Work to complete:
- a) In the fire-building text, what wood thickness works best for the log cabin lay?
- b) Translate this sentence from the fire-building text into Spanish: "Expanding on the teepee lay, the star will help promote longevity within your structure."
- c) Continue the fire-building text from its final heading.

Source extract:
+===+

A great structure to learn, the teepee promotes steady burning and can form the basis for more advanced structures, like the star.

  • Start with a handful of tinder at the base of the pit.
  • Build a small teepee-shaped cone around the tinder stack by leaning small pieces of kindling against each other.
  • Continue stacking the kindling in a cone shape, layer by layer, adding larger and larger pieces with each stack.
  • Light the tinder and watch your fire grow

The Star

Expanding on the teepee lay, the star will help promote longevity within your structure.

  • Build a full-sized teepee that is already burning
  • Point out five pieces of wood in a star shape around the teepee. The logs should burn from the center out.
  • As we are building this in a fire pit, the logs will slide into the center of the pit as they burn, ensuring the teepee stays alight for longer.

The Log Cabin Fire 

Log Cabin Fire 

This lay works best with wood thicknesses of around an inch, although wood that is slightly thicker at the base is ok. This thickness is ideal as it will allow the fuel to catch alight easily.

  • Start with your stack of tinder and kindling in the center of the pit. Use around a cupped hand full of tinder and cover with kindling.
  • Begin laying your material in a criss-cross pattern, with two pieces parallel, then two pieces perpendicular on top of this. You shouldn’t need more than four levels of wood.
  • It’s time to light up. Your tinder should be combustible enough to set ablaze with one match, and if built correctly, should generally take care of itself during the lighting process.
  • As the fire burns, you will add lengths of wood across the roof of the fire, creating the log cabin shape. You can also add extra wood as it continues to burn to add longevity to the fire.

How to Choose Your Wood Type

There are plenty of differences between softwoods and hardwoods, and preferences will vary. However, it is generally accepted that hardwoods are more practical. Regardless of which wood you use, ensuring the wood is properly seasoned, or fully dry, is of the most importance.

Let’s Discuss Hardwoods

Coming from flowering plants, hardwoods are denser than softwood, allowing them to burn for longer and produce more heat overall. Hardwoods require less tending to and burn cleaner with less smoke, ideal in a fire pit scenario in which people will typically gather around the fire.

If you are looking for long-lasting, clean-burning wood, some great choices are oak, ash, cherry, maple, and birch.

And What About Softwoods?

+===+

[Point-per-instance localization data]
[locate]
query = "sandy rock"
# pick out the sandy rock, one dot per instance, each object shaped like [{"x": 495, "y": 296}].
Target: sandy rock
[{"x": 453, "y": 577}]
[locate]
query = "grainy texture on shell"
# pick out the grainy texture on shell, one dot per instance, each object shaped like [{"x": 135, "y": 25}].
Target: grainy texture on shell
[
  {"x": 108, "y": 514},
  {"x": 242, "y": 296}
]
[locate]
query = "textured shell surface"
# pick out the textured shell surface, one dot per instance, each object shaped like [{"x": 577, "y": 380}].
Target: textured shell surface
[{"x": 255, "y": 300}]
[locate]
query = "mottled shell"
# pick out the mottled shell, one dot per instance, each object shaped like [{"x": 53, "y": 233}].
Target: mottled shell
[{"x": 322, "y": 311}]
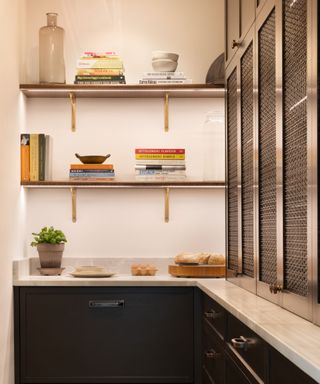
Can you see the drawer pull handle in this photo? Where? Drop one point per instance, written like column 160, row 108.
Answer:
column 235, row 44
column 211, row 354
column 212, row 314
column 106, row 304
column 240, row 343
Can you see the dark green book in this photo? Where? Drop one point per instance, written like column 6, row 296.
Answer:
column 42, row 156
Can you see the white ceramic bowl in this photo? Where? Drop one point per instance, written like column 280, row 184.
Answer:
column 89, row 268
column 164, row 65
column 164, row 55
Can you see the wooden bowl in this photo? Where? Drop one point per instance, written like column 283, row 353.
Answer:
column 92, row 159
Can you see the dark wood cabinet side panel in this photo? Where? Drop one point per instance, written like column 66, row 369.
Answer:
column 281, row 370
column 150, row 339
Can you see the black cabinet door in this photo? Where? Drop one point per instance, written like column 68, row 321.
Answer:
column 234, row 375
column 106, row 335
column 213, row 361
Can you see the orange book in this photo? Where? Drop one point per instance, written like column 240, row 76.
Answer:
column 91, row 166
column 25, row 157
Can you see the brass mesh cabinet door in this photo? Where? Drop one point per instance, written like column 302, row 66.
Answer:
column 267, row 192
column 295, row 151
column 247, row 213
column 232, row 191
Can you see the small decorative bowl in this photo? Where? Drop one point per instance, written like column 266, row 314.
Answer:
column 164, row 65
column 92, row 159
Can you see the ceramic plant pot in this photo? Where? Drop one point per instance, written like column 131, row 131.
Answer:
column 50, row 255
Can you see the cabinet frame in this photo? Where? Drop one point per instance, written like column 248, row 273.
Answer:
column 307, row 306
column 239, row 278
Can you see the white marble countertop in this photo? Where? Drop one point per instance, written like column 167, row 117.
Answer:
column 296, row 338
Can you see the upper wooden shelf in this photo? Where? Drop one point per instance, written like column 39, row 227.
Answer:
column 124, row 183
column 122, row 90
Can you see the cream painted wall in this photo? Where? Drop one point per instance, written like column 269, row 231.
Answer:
column 11, row 221
column 133, row 28
column 129, row 223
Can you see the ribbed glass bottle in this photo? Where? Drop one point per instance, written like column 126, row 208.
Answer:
column 51, row 52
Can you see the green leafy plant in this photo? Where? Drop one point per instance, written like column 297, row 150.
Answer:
column 49, row 236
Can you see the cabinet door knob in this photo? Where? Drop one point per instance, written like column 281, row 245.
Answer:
column 275, row 288
column 106, row 303
column 212, row 314
column 211, row 354
column 240, row 343
column 235, row 44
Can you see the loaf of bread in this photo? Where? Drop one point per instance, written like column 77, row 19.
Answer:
column 192, row 258
column 216, row 259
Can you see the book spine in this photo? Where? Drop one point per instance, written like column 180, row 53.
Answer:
column 42, row 156
column 25, row 157
column 99, row 72
column 163, row 167
column 91, row 166
column 99, row 78
column 96, row 171
column 100, row 63
column 48, row 162
column 186, row 81
column 159, row 156
column 34, row 157
column 91, row 179
column 100, row 82
column 159, row 150
column 160, row 162
column 148, row 74
column 92, row 174
column 143, row 172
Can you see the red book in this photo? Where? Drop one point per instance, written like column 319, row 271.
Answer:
column 173, row 151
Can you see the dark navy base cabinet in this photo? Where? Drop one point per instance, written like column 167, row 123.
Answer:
column 104, row 335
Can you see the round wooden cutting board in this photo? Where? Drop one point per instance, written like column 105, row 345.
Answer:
column 197, row 270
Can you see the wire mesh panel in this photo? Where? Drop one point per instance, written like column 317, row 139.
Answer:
column 247, row 161
column 295, row 146
column 267, row 152
column 232, row 172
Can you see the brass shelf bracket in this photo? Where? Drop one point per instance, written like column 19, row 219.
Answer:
column 166, row 112
column 166, row 205
column 74, row 204
column 72, row 97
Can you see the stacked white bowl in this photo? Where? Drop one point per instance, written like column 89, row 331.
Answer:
column 163, row 61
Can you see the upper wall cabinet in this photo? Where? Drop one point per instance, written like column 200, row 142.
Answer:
column 239, row 18
column 271, row 150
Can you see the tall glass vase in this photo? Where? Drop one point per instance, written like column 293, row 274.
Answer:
column 51, row 52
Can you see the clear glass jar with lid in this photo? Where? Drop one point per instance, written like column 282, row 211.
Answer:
column 51, row 52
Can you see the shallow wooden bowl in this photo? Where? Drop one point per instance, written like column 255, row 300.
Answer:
column 92, row 159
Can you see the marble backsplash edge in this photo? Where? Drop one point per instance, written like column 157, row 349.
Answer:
column 115, row 265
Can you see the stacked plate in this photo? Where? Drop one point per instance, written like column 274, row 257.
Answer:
column 91, row 271
column 163, row 61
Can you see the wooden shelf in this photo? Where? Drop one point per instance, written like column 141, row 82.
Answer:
column 124, row 183
column 122, row 90
column 165, row 185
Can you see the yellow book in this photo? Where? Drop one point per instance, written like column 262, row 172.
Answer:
column 34, row 157
column 159, row 156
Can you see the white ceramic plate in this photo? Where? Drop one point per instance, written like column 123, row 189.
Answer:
column 91, row 274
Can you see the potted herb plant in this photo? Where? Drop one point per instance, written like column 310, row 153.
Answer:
column 50, row 245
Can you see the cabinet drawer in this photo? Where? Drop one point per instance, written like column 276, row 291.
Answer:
column 212, row 355
column 106, row 335
column 247, row 346
column 215, row 315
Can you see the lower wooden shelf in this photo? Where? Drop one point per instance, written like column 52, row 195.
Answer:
column 124, row 183
column 129, row 183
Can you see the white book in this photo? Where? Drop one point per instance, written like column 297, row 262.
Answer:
column 185, row 81
column 151, row 74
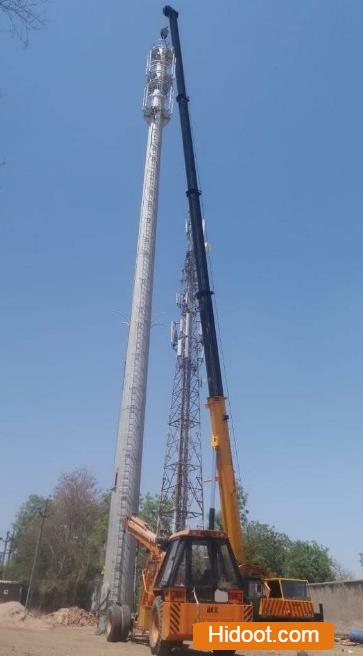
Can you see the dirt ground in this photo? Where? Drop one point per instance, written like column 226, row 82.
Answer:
column 21, row 640
column 23, row 634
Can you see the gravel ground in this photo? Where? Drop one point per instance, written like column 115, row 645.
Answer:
column 21, row 640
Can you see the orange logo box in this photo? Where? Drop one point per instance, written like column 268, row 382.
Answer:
column 263, row 636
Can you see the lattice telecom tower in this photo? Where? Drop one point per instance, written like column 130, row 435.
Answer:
column 118, row 579
column 182, row 484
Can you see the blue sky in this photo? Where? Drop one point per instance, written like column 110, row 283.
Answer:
column 277, row 106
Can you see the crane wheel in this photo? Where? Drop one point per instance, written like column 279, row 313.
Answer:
column 118, row 623
column 158, row 646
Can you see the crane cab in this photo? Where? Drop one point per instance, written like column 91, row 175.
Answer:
column 288, row 599
column 198, row 581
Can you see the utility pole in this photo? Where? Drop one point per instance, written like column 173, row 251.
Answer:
column 182, row 483
column 44, row 516
column 6, row 541
column 118, row 578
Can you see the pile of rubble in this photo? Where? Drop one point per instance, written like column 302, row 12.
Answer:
column 72, row 616
column 12, row 611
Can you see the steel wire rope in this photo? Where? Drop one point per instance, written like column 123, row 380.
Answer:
column 219, row 335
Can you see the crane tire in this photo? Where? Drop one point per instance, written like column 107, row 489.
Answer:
column 158, row 646
column 125, row 623
column 114, row 623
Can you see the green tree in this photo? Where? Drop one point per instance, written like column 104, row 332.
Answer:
column 266, row 547
column 69, row 556
column 309, row 560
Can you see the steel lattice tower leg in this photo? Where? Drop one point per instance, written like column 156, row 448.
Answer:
column 182, row 484
column 118, row 578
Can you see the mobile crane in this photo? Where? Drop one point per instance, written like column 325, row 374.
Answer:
column 198, row 575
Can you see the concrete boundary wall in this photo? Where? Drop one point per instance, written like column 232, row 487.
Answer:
column 342, row 601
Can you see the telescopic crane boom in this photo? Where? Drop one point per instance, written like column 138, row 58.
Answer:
column 216, row 403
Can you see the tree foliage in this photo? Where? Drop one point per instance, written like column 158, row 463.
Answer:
column 267, row 547
column 309, row 560
column 71, row 549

+===+

Answers:
- a) Around an inch, though wood slightly thicker at the base is acceptable.

- b) Como ampliación del armado en tipi, la estrella ayudará a prolongar la duración de tu estructura.

- c)
Softwood is typically cheaper and more available than hardwood, with around 80% of the wood in the world being softwood. Softwood burns faster than hardwood as it is less dense and will require more work to keep producing heat. That said, softwood tends to produce a more exciting flame thanks to the less dense structure, with aesthetically pleasing sparks and cracking sounds. Softwoods are also easier to catch alight.

Choosing seasoned pine or cedar is a reliable option if you want a sparkly, wood-cracking atmosphere around your pit.


Although softwoods produce much more smoke than their hardwood counterparts, this smoke can be an effective method in repelling mosquitoes in the surrounding area and downwind of the fire pit.

Some Pointers on Safety

When handling a large fire, safety should be of primary importance. Here are some things you may not have considered:

Checking the weather report for rain might seem obvious, but you should also check wind conditions while you’re there. Especially windy days might result in difficulty catching a spark and may cause unforeseen accidents. You can also check the general wind direction to set up seating around the pit away from the direction of the smoke.

Another aspect of fire pit safety that one may easily overlook is that construction materials should never be burned. Many types of lumber used in construction are coated with potentially toxic resins designed to uphold the material for years to come. You don’t want your guests to breathe that in. Do not burn pressure-treated lumber.

Another thing to keep in mind is having a method ready to extinguish your fire. Even if you chose a safe, open location to install your fire pit, you should always consider having a water source on hand to extinguish anything that gets out of hand. You can also consider a small shovel to suffocate any burning embers remaining or even invest in a fire blanket.